## Data
########

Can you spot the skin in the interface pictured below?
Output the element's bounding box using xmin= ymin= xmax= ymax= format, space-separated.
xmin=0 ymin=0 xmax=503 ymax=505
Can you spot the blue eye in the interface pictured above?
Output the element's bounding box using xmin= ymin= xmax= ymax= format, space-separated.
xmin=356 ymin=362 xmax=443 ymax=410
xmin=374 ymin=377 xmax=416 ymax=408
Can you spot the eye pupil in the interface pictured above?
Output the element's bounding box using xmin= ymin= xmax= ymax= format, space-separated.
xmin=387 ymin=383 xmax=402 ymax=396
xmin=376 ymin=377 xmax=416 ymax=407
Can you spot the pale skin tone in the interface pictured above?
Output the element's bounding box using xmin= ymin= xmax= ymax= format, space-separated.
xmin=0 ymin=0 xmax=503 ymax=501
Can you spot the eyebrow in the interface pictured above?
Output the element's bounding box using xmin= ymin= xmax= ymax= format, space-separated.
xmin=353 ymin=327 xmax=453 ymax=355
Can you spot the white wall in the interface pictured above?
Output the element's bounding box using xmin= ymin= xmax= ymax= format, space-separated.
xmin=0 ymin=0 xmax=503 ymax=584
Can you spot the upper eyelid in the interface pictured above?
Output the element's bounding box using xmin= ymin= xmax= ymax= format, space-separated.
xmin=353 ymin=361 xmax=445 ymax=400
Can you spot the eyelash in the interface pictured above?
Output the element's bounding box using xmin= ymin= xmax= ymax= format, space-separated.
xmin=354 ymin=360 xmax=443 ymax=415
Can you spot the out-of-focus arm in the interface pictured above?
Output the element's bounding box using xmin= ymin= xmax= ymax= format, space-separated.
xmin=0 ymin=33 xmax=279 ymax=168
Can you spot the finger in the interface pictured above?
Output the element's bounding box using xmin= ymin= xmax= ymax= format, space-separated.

########

## Exercise instructions
Report every line above that contains the word "skin", copying each one in full.

## Task result
Can you spot the skin in the interface pictured below?
Can you spot the pale skin tone in the interface pictured above?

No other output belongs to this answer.